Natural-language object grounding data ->
──────

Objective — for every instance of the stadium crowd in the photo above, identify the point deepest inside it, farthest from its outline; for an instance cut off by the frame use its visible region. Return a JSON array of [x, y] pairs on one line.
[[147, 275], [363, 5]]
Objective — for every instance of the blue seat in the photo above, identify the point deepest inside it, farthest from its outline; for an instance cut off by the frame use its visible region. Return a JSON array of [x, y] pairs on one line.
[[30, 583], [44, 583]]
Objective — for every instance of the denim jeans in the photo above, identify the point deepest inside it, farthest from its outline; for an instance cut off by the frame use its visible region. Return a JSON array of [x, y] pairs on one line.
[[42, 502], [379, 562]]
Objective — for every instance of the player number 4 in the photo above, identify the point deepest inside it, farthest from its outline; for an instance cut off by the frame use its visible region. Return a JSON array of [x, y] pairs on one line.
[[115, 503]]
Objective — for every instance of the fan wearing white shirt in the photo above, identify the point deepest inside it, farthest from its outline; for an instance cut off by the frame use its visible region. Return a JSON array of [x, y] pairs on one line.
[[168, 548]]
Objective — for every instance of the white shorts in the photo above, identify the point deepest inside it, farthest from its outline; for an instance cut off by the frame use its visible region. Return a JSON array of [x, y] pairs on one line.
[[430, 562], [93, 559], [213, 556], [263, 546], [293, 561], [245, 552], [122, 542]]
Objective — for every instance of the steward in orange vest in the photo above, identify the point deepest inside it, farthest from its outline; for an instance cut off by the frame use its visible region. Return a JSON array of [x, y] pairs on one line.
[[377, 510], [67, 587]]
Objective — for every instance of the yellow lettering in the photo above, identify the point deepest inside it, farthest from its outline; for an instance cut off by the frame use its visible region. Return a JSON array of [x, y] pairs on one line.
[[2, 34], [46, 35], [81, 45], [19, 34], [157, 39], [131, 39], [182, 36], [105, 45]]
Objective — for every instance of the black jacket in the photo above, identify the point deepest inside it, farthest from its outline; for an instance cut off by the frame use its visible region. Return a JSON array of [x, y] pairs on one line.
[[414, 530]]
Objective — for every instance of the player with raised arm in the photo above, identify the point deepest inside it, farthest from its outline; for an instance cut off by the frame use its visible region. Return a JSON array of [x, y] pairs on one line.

──────

Output all of the records above unchanged.

Objective — for every instance of the stadium crowd in the photo above, identify the point deepest inside it, farthest from its outline; for an instance cut off by the frame use its visible region. Return a JSON array of [x, y] pairs on one line.
[[147, 275], [363, 5]]
Objective — for every instance of the blue seat in the photo above, identify the point deepest inside it, farthest from its outline; for an instance cut off by the frame use its visible region. Return a JSON array of [x, y] pairs on one line.
[[30, 583], [44, 583]]
Objective — for every instance of the denim jeans in the photo above, identify the point deepest inside it, farthest from its outline; for an instance cut off by the frame use its visible region. Return a JSON array of [x, y] pairs on one line.
[[42, 502], [379, 562]]
Objective — for every instance of the player number 4 in the photo above, identify the point deepest inside it, farthest from its outline; for an instance cut off by the frame use its visible region. Return a JSON array of [x, y] pairs on one line.
[[115, 503]]
Objective — for every instance of the fan wearing white shirt in the photo above, identify the point deepest inside it, farthest from its outline; for an instance cut off by the frame use its visible region. Return a JSON array of [x, y] pairs on one line.
[[168, 548]]
Objective — for every instance of the white shorts in the photo above, identify the point deepest inside it, farthest from its outline; for an instance cut off by the frame use its visible region. Return a JSON array of [x, y] pairs on one line.
[[430, 562], [93, 559], [213, 556], [263, 546], [293, 561], [245, 552], [122, 542]]
Objective — for every instance of the steward in orange vest in the photo above, identify the point deepest inside it, farthest from its outline; for an instance cut off by the frame use its visible region. Return a JSON array of [x, y] pairs on one line.
[[377, 510], [67, 587]]
Objective — for every instance of the yellow lettering in the photo above, identify the point deepest inside it, farthest from its outline; for an instance cut off by the frame use its visible region. Return a JSON array of [x, y] pairs on one line.
[[2, 34], [46, 35], [81, 45], [19, 34], [157, 39], [131, 39], [182, 36], [105, 45]]
Objective — for every instance of the black jacket in the photo above, identify the point deepest inside it, farthest from its outline; for an instance cut off by the frame use its visible region. Return a JSON array of [x, y] pairs on one line.
[[414, 530]]
Objective — for every instance of the player with raised arm in the photo above, identify the point deepest inside it, farthest from its outline; for an instance cut off by the frame use its visible region. Return a JSON array of [x, y] pairs on one line.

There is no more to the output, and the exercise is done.